| TEXT PROVIDED |

Hidden Government Scanners Will Know Everything About You From 164 Feet Away - Opernsommer
http://gizmodo.com/5923980/the-secret-government-laser-that-instantly-knows-everything-about-you

======
lifeisstillgood
Is this a joke? It _looks_ real - but can anyone comment on real life
applications of Coherent anti-Stokes-Raman spectroscopy (and other techniques
listed below)

Yes, I can beleive it works in the lab, on static samples,. But a dust
fragment on a lapel as someone walks through the airport?

I mean, otherwise, they just invented the Star Trek Tricorder.

The company seems real and serious: [http://www.geniaphotonics.com/business-
markets/defense-and-s...](http://www.geniaphotonics.com/business-
markets/defense-and-security/ds-chemical-detection-sensing/)

| DATA RECORDS |
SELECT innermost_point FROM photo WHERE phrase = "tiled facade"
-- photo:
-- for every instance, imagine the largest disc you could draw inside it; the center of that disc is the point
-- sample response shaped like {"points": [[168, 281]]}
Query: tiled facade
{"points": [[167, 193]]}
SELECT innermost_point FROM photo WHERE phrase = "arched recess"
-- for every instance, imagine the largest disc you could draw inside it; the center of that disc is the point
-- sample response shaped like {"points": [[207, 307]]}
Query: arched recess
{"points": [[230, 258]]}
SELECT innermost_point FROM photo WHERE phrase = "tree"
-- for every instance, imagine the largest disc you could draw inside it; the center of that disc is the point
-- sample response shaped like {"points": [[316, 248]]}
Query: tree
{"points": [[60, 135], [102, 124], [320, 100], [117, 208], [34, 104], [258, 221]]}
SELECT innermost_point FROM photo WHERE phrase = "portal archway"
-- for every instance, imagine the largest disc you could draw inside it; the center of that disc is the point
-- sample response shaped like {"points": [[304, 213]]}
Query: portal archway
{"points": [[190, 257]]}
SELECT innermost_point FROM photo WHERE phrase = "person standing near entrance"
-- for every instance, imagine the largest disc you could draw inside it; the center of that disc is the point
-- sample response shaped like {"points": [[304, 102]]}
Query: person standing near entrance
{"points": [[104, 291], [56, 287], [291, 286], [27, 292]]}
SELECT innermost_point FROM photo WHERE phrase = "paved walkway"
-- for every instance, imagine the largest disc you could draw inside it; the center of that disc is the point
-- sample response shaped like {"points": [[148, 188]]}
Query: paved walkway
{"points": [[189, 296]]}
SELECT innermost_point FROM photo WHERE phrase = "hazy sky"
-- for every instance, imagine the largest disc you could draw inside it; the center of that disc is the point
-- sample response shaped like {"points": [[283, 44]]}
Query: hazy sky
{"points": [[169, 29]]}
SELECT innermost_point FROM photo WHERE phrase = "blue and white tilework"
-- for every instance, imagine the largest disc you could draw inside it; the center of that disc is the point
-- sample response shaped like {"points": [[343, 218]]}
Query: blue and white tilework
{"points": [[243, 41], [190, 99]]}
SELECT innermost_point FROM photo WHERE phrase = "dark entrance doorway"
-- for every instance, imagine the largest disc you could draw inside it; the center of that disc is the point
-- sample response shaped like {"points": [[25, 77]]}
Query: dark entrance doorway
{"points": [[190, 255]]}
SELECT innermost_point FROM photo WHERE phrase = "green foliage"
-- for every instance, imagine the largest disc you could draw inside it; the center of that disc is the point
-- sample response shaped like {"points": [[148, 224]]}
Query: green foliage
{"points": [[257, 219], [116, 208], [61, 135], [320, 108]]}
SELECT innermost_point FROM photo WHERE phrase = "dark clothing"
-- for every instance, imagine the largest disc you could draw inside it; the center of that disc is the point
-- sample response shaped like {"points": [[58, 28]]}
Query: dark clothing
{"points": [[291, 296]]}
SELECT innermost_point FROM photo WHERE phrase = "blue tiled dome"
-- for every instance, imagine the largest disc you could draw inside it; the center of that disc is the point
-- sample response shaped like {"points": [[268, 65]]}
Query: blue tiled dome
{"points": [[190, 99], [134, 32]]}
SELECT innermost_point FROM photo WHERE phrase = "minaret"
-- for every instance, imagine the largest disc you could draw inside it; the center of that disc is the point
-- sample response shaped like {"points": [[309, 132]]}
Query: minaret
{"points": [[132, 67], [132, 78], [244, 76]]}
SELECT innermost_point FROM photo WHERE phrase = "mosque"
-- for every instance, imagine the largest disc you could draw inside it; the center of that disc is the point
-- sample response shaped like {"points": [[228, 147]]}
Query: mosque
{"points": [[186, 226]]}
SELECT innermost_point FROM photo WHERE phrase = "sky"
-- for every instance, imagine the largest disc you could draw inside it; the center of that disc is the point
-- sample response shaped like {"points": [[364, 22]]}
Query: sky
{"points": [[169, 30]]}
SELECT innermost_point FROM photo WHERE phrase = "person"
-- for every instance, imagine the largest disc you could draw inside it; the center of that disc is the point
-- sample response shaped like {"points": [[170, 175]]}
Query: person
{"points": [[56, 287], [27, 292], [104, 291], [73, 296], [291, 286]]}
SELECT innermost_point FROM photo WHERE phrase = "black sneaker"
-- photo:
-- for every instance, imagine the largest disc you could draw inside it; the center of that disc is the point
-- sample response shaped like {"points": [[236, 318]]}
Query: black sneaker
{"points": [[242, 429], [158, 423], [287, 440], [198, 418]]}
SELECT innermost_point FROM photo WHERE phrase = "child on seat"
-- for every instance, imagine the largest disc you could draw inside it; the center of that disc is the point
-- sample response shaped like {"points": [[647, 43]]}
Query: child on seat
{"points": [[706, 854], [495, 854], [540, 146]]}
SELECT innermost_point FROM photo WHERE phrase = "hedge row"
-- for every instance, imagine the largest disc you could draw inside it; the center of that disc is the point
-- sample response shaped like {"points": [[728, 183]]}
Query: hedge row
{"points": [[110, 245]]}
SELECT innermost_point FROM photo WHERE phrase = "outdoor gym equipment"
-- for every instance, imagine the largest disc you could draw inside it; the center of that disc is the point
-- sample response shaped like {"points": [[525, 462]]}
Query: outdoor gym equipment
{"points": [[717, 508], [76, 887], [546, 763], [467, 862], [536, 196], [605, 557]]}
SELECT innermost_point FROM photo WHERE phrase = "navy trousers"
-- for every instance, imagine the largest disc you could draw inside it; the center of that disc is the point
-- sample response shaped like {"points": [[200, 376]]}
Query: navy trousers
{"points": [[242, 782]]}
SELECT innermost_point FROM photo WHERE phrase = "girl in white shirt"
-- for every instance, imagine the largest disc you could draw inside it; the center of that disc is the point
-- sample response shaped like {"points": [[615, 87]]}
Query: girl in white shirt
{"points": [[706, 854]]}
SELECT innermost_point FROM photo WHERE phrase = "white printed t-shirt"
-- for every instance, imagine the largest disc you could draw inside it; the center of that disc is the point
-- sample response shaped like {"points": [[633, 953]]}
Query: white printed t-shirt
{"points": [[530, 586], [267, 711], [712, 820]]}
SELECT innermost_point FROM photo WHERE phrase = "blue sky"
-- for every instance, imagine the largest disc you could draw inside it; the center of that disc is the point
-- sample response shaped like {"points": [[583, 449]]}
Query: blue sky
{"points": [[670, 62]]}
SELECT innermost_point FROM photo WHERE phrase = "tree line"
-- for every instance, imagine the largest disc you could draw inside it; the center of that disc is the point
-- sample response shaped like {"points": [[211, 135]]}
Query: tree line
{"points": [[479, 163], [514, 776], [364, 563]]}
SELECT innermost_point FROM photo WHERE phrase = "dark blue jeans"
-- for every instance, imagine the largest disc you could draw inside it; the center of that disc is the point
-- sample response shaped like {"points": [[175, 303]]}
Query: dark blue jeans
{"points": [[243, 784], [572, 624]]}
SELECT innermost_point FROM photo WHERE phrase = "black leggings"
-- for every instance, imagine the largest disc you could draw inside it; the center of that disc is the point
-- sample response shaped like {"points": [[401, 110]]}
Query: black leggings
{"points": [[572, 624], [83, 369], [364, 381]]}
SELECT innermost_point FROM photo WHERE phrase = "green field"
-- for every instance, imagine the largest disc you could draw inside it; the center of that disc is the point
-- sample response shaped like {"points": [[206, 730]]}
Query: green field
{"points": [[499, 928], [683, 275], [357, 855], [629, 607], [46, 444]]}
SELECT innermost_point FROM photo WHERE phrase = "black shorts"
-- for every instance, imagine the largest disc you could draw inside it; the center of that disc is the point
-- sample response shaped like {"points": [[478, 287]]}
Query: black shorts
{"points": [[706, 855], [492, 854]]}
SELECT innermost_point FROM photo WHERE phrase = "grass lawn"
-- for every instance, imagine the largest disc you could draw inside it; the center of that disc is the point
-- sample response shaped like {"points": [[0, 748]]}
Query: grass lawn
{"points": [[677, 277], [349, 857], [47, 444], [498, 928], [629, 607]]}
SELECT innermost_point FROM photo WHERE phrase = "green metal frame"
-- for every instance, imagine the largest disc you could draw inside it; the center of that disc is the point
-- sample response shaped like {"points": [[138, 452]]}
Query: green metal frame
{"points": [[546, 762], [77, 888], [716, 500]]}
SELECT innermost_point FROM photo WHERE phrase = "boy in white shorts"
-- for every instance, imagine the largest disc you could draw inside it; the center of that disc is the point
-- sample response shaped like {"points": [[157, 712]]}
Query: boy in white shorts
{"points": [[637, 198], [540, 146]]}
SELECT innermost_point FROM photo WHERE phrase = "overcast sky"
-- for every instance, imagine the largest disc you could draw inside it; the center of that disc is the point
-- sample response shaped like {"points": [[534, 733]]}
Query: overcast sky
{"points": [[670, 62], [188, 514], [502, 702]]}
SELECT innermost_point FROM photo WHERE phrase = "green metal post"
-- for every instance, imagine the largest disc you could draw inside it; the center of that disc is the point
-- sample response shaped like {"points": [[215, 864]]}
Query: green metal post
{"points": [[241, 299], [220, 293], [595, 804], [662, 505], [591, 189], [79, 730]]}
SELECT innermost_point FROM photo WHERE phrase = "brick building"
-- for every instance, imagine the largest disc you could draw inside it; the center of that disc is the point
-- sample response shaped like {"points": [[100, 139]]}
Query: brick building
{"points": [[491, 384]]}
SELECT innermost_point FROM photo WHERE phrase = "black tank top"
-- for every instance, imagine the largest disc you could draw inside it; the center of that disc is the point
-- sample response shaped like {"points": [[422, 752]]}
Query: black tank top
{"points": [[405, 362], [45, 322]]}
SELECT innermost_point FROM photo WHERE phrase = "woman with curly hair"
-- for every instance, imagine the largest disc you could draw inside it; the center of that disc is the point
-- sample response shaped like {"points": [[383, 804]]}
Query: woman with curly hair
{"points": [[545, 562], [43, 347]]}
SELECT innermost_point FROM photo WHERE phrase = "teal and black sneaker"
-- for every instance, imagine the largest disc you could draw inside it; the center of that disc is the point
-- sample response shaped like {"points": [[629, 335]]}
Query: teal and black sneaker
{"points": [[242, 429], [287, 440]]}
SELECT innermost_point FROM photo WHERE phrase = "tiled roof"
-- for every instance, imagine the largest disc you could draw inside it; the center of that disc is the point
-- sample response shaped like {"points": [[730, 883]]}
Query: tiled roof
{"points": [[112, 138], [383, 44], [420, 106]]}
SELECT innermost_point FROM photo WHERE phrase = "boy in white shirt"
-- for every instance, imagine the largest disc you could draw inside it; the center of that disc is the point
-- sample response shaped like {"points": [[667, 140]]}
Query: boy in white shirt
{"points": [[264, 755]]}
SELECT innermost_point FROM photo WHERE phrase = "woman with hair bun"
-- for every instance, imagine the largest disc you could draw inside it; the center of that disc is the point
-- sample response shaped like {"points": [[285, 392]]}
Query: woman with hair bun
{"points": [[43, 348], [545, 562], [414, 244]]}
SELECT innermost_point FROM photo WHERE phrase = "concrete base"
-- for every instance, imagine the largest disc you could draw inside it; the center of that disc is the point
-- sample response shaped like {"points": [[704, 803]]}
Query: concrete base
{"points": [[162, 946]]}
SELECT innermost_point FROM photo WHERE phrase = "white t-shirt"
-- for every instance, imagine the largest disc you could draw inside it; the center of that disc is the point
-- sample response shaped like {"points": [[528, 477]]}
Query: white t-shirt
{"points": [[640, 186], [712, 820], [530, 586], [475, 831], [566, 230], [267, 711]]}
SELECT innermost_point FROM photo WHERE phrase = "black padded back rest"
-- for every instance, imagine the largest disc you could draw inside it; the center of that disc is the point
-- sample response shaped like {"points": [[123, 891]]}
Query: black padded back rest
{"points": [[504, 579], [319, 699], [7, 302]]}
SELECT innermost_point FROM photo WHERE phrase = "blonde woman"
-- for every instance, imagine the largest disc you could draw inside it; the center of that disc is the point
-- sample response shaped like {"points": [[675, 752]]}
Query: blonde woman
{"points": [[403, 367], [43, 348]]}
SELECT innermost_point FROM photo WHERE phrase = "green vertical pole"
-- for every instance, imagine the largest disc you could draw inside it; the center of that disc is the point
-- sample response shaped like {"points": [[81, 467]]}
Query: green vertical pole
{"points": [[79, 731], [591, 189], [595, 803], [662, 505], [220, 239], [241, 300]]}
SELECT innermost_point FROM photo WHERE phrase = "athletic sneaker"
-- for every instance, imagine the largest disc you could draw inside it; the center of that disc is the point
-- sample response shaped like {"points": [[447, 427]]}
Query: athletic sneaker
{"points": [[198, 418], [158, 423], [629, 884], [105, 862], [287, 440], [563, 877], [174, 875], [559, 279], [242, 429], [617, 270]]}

| THE TASKS |
1) In the thread, list the first word of each sentence in the comment posted by lifeisstillgood, in order.
2) Rewrite the paragraph of the thread that begins "Yes, I can" as one shorter sentence that keeps its main points.

| EXPECTED ANSWERS |
1)
Is
It
Yes
But
I
The

2) The method may work in a laboratory on static samples, but detecting a dust fragment on the lapel of someone walking through an airport is doubtful.